■ Excerpt to read

Join@@@Table[x[[1]],{s,{1,-1}},{x,r@#},x[[2]]s]&@*(If[#==1,1,{p,e}=Last@(r=FactorInteger)@#;p^e#0[p!^-e#]]&)

Try it online!

How it works

This is the composition of two functions. The first, which ungolfs to

If[# == 1,
  1,
  {p,e} = Last[FactorInteger[#]];
  p^e * #0[p!^-e * #]
]&

is a recursive function for actually computing the desired factorization. Specifically, given a rational input x, we compute the primes whose factorials should be in the numerator and denominator, and return the fraction with all of those primes multiplied together. (For example, on input 10/9 = 2!*5!/(3!*3!*3!), we return 10/27 = 2*5/(3*3*3).)

We do this by dealing with the largest prime factor at every step: if pe occurs in the factorization of x, we make sure p!e occurs in the factorial-factorization, and recurse on x divided by p!e.

Excerpts from location labeling data:

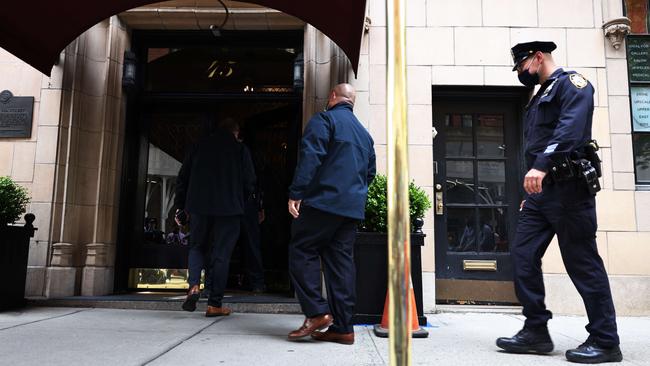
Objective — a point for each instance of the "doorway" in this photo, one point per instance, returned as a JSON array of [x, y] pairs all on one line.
[[477, 189], [187, 82]]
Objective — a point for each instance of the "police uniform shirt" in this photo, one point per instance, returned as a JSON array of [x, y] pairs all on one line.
[[558, 119]]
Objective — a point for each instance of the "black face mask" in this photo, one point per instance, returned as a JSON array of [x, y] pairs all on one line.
[[528, 79]]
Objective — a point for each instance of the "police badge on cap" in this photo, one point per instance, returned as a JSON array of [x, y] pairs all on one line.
[[521, 51]]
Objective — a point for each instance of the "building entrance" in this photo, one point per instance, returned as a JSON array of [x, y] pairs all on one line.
[[185, 88]]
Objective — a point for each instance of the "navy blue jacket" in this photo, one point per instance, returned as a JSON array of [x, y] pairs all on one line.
[[217, 177], [558, 119], [336, 164]]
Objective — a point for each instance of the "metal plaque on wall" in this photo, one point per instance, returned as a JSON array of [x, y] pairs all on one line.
[[638, 58], [15, 115]]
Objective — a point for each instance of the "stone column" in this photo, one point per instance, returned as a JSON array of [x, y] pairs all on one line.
[[60, 277], [98, 272]]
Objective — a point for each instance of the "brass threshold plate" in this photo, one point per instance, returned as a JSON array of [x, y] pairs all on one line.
[[479, 265]]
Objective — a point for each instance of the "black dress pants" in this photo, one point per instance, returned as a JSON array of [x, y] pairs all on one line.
[[565, 209], [222, 233], [321, 237]]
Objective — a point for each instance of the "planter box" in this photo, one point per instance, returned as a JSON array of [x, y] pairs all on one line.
[[14, 249], [371, 260]]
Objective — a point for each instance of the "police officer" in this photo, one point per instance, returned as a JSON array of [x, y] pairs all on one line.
[[561, 202], [213, 184], [326, 199]]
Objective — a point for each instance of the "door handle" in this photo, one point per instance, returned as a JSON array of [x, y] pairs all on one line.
[[440, 206]]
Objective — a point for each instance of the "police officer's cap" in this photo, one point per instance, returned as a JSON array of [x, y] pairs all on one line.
[[521, 51]]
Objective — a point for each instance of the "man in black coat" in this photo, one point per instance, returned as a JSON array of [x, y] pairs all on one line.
[[327, 198], [213, 185]]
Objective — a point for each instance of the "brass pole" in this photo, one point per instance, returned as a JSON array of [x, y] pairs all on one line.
[[399, 333]]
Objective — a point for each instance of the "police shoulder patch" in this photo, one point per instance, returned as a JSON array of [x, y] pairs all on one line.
[[578, 80]]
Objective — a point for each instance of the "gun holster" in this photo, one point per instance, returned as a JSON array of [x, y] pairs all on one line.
[[589, 175]]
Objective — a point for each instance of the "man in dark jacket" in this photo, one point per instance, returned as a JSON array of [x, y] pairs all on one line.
[[327, 198], [216, 179], [561, 186]]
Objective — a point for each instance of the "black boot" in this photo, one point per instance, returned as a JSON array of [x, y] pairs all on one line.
[[591, 352], [528, 340]]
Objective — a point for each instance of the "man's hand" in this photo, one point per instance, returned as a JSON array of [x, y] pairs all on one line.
[[533, 181], [294, 208]]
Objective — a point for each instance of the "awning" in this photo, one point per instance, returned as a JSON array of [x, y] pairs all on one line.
[[36, 31]]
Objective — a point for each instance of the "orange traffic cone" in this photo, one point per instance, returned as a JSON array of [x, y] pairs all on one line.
[[381, 330]]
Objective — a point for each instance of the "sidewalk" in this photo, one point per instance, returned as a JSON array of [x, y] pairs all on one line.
[[73, 336]]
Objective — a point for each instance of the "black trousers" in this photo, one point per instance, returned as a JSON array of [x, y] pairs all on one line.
[[222, 233], [201, 239], [320, 237], [251, 245], [565, 209]]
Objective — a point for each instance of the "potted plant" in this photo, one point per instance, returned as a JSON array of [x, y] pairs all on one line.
[[371, 251], [14, 242]]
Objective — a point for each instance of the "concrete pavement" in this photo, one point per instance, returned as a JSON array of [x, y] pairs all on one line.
[[86, 336]]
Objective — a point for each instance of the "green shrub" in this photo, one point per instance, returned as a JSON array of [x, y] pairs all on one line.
[[377, 205], [13, 201]]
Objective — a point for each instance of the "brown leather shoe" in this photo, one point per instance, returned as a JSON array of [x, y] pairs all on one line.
[[192, 298], [310, 326], [329, 336], [217, 311]]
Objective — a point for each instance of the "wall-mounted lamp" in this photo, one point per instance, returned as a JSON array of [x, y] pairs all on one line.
[[129, 71], [216, 29], [299, 73], [616, 30]]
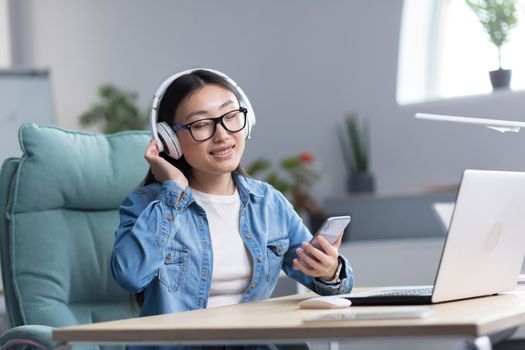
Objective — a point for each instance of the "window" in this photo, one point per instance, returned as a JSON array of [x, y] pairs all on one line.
[[454, 51]]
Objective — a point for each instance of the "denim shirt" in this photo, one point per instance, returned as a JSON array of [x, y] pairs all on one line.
[[163, 246]]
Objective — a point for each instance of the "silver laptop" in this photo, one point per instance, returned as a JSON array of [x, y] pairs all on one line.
[[484, 247]]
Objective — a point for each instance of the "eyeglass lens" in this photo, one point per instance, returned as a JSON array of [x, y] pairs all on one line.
[[233, 121]]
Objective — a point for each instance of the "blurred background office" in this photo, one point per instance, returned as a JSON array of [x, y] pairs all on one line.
[[304, 64]]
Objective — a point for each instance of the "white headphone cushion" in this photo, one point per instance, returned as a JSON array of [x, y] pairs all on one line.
[[170, 139]]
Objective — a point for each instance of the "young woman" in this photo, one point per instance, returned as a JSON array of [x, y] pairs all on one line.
[[199, 233]]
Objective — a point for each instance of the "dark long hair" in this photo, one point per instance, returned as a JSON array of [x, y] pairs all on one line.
[[179, 89]]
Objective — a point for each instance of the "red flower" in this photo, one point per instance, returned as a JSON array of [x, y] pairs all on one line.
[[306, 157]]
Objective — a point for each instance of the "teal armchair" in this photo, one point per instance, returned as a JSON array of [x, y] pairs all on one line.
[[59, 211]]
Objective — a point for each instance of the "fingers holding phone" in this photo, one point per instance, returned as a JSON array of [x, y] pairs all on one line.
[[319, 257]]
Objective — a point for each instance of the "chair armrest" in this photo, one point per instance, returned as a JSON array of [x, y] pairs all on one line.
[[34, 336]]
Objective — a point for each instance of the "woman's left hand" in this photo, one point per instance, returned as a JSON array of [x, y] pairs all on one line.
[[316, 262]]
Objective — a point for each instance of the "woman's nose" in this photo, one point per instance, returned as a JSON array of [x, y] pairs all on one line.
[[221, 133]]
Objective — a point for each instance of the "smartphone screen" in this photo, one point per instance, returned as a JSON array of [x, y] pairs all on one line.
[[331, 229]]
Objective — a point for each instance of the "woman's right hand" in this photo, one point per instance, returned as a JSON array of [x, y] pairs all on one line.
[[161, 168]]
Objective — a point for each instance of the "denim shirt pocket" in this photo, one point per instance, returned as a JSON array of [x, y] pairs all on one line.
[[173, 272], [275, 250]]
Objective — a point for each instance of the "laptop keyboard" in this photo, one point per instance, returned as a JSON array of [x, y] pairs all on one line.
[[427, 291]]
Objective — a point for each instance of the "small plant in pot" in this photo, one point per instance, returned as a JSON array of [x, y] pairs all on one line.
[[355, 145], [498, 18], [116, 110]]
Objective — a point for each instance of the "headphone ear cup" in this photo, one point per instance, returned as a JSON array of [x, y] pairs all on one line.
[[169, 140]]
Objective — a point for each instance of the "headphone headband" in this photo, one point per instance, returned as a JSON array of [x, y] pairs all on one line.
[[159, 94]]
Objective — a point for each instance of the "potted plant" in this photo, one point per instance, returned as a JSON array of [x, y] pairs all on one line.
[[116, 111], [354, 141], [294, 177], [498, 18]]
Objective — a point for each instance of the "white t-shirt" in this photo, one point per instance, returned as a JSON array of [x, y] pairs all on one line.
[[232, 269]]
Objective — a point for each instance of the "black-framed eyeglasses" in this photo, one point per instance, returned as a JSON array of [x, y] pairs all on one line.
[[204, 129]]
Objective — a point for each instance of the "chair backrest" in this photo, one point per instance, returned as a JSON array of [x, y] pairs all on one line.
[[59, 211]]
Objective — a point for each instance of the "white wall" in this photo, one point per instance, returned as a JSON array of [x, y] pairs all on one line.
[[304, 64]]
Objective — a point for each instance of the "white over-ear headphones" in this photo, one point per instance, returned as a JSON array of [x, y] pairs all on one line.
[[167, 140]]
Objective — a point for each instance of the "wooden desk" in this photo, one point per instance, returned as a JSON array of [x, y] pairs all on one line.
[[280, 319]]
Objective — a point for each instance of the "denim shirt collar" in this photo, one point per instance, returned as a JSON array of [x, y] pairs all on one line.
[[249, 189]]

■ Task set
• 1. Recast everything in the listing from its first line down to the line containing "[[477, 189], [187, 82]]" as a numbered list, skipping blank lines and leaving out the pictures.
• 2. Carry on the explanation of the factorial-factorization code from where it stops.

■ Results for each task
• 1.
1. Objective — a point for each instance of the "doorway" in this photo, one point per instance, returned as a JSON array of [x, y] pairs all on one line.
2. [[477, 189], [187, 82]]

• 2.
(Earlier, I had a more clever strategy that avoids large numbers by looking at the previous prime number before p, but Mathematica can handle numbers as big as 65521! easily, so there's no point. The old version you can find in the history is much faster: on my computer, it took 0.05 seconds on inputs that this version handles in 1.6 seconds.)

The second function turns the output of the first function into lists of primes.

Join @@@ 
  Table[x[[1]],
    {s,{1,-1}},
    {x,FactorInteger[#]},
    x[[2]]*s
  ]&

For s=1 (positive powers) and s=-1 (negative powers), and for each term {prime,exponent} in the factorization r@#, we repeat the prime number prime exponent*s many times.

Noncompeting version with 109 62 bytes

If[#==1,∇1=1,{p,e}=Last@FactorInteger@#;(∇p)^e#0[p!^-e#]]&

Same as above, but instead of giving output as a list, gives output as an expression, using the ∇ operator (because it has no built-in meaning) as a stand-in for factorials. Thus, an input of 10/9 gives an output of (∇2*∇5)/(∇3)^3 to represent (2!*5!)/(3!)^3.

This is shorter because we skip the second part of the function.


+2 bytes: the assignment f=First has to be done in the right place to keep Mathematica from getting upset.

-8 bytes: fixed a bug for integer outputs, which actually made the code shorter.

-15 bytes: FactorInteger returns sorted output, which we can take advantage of.

-46 bytes: we don't actually need to be clever.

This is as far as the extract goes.